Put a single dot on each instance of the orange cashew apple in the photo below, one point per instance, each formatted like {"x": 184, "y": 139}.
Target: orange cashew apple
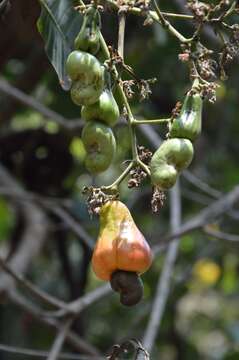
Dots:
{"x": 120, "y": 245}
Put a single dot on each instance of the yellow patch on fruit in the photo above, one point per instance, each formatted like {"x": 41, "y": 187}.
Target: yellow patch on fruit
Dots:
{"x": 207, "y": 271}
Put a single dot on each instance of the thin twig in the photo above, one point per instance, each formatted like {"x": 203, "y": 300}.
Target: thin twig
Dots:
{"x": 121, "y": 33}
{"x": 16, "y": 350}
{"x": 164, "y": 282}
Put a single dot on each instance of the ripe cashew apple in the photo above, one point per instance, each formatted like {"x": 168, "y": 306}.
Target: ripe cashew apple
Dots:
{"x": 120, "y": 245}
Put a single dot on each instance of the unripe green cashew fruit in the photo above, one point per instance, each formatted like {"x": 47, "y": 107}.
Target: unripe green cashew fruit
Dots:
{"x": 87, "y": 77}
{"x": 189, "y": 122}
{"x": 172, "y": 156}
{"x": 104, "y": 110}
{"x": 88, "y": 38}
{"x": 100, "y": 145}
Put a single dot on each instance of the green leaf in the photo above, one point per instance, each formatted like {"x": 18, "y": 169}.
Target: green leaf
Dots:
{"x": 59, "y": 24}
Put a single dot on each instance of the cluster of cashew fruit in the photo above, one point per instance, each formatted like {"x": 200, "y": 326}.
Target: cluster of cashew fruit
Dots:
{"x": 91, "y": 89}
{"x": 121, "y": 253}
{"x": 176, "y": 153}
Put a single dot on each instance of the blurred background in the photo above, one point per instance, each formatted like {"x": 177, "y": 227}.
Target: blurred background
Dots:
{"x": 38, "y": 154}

========================================================================

Your task ->
Rewrite every line of the rows above as a Markdown table with the columns No. and Line, numbering the lines in order and leaving out blank lines and the pictures.

Task response ->
| No. | Line |
|---|---|
| 1 | Put a single dot on each instance of the orange cashew apple in the photo below, one point per instance, each formatted like {"x": 184, "y": 139}. |
| 2 | Target: orange cashew apple |
| 3 | Dots: |
| 4 | {"x": 120, "y": 245} |
| 5 | Put a single dot on each instance of the yellow patch on fruit in the photo above, one point per instance, each formatted like {"x": 41, "y": 187}. |
| 6 | Target: yellow patch on fruit |
| 7 | Dots: |
| 8 | {"x": 207, "y": 271} |
| 9 | Put a single dot on each instance of the thin twig in the photo above, one point per instance, each formatted like {"x": 203, "y": 300}. |
| 10 | Target: thin twig |
| 11 | Dots: |
| 12 | {"x": 121, "y": 33} |
| 13 | {"x": 16, "y": 350} |
| 14 | {"x": 164, "y": 282} |
| 15 | Put a single dot on each instance of the ripe cashew apple in the photo above, one point per instance, each formatted like {"x": 168, "y": 306}. |
| 16 | Target: ripe cashew apple |
| 17 | Dots: |
| 18 | {"x": 120, "y": 245} |
| 19 | Put a single dot on each instance of the unripe green cashew fruit in the photo above, one point per instance, each formatted like {"x": 47, "y": 107}. |
| 20 | Target: unripe green cashew fruit |
| 21 | Dots: |
| 22 | {"x": 87, "y": 77} |
| 23 | {"x": 189, "y": 122} |
| 24 | {"x": 172, "y": 156} |
| 25 | {"x": 104, "y": 110} |
| 26 | {"x": 88, "y": 38} |
| 27 | {"x": 100, "y": 145} |
| 28 | Put a single dot on each instance of the green leaf in the photo above, one point per instance, each formatted like {"x": 18, "y": 169}. |
| 29 | Target: green leaf |
| 30 | Dots: |
| 31 | {"x": 59, "y": 24} |
| 32 | Put a single dot on each instance of the cluster of cashew fruit in the photo above, one point per instance, each formatted like {"x": 200, "y": 326}. |
| 33 | Target: cluster of cashew fruit |
| 34 | Dots: |
| 35 | {"x": 91, "y": 89} |
| 36 | {"x": 121, "y": 253} |
| 37 | {"x": 176, "y": 153} |
| 38 | Put a single dot on each instance of the blurred background in the photo above, one point per instance, each formatted like {"x": 177, "y": 227}. |
| 39 | Target: blurred background |
| 40 | Dots: |
| 41 | {"x": 38, "y": 154} |